What the exercise asks
Report every line in the records below that contains the string "mountain", copying each such line in full.

Available data

=======

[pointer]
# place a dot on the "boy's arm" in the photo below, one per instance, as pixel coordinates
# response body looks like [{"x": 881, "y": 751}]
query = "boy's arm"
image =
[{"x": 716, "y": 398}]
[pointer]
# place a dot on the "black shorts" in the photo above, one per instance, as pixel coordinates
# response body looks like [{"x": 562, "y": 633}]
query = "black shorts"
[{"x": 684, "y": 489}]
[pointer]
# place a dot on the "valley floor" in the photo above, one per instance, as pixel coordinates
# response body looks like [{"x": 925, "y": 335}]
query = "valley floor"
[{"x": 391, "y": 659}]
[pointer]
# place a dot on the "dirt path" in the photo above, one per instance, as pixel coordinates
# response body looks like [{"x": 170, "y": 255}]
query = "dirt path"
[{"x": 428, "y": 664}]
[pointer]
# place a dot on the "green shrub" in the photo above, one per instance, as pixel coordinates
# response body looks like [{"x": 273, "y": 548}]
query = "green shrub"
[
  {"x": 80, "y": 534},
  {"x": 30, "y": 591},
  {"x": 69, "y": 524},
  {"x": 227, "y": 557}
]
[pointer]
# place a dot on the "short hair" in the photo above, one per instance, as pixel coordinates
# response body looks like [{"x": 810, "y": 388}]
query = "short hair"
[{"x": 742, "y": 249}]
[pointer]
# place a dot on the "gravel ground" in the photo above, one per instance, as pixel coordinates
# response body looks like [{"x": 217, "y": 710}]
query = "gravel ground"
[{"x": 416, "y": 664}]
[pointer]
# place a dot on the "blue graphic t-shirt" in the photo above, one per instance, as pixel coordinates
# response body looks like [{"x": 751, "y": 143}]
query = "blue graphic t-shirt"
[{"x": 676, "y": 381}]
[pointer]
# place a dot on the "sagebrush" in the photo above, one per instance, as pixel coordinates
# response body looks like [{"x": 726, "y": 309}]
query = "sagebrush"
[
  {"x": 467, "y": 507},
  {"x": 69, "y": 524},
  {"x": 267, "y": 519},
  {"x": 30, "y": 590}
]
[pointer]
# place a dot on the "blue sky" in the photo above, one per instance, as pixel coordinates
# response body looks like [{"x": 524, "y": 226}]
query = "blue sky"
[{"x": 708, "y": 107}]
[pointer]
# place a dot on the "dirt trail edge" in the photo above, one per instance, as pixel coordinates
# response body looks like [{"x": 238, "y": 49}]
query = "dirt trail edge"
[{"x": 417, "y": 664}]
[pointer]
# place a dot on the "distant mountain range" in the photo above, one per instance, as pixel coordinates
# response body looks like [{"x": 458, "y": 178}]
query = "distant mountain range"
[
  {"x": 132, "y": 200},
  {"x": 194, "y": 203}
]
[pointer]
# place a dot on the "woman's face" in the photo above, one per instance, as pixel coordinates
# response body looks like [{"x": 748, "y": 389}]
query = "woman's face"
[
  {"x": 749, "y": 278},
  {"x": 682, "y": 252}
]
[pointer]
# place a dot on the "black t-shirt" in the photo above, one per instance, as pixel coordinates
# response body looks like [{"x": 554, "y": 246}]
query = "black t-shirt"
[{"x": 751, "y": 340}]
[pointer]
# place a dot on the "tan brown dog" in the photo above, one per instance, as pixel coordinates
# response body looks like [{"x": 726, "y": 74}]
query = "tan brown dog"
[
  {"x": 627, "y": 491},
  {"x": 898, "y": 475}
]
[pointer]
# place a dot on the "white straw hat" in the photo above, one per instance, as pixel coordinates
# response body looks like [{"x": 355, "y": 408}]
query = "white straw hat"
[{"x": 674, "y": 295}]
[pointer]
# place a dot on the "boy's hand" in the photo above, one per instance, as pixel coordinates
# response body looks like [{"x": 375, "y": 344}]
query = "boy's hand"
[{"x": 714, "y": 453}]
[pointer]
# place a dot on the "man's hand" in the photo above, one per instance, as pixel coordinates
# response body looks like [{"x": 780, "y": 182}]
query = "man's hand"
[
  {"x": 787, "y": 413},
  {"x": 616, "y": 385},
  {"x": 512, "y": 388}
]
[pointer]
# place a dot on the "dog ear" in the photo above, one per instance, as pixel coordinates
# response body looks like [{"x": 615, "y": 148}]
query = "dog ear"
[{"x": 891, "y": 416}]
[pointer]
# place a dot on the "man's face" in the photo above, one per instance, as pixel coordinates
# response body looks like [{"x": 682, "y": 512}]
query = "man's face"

=======

Task output
# place a dot on the "distant mountain range" in the photo above, one per instance, as pixel coordinates
query = "distant mountain range"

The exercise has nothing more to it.